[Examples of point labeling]
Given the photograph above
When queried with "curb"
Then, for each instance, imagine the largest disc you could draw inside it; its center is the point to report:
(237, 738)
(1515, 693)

- Exercise task
Put every line of the records above into a JSON list of strings, one string per line, leaving out any blank lines.

- Expected answer
[
  "Given the photograph above",
  "When queried with \"curb\"",
  "Then, for each instance, imagine the largest disc you could draw inside it; its center is the point to report:",
  "(237, 738)",
  "(1515, 693)"
]